Written instruction: Set down exactly the lines that run from the line with "Could you please point out the dog's head" to the end of the data, and nothing else.

--------

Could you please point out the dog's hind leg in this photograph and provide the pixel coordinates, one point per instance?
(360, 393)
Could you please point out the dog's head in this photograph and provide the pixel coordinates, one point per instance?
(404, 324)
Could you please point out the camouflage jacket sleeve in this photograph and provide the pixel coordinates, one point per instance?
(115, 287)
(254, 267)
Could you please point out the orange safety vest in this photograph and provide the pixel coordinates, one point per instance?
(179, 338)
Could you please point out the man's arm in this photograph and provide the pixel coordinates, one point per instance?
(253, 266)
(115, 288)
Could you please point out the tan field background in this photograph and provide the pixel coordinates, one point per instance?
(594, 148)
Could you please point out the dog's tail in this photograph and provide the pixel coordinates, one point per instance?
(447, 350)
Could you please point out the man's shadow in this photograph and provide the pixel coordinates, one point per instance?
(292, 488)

--------

Response to this exercise:
Could you please point out the dog's head in this photograph and provide the pixel coordinates, one point per instance?
(404, 324)
Could you please point out the camouflage jacket sleeve in this photograph and provide the pixel coordinates, one point per instance?
(115, 287)
(254, 267)
Could you please point out the orange safety vest in this photograph and provide the pixel coordinates, one point per instance?
(179, 338)
Could you please point out the man's arm in this photograph and provide the pixel coordinates, one point per instance?
(253, 266)
(115, 288)
Could you please point out the tan field background in this photograph and provide the pixel coordinates, one point per instance?
(594, 148)
Could you please point out the dog's tail in this photograph and provide the pixel coordinates, one point per instance?
(447, 350)
Could you please point out the man's shadow in this photograph and provide the pixel coordinates, one point per instance?
(292, 488)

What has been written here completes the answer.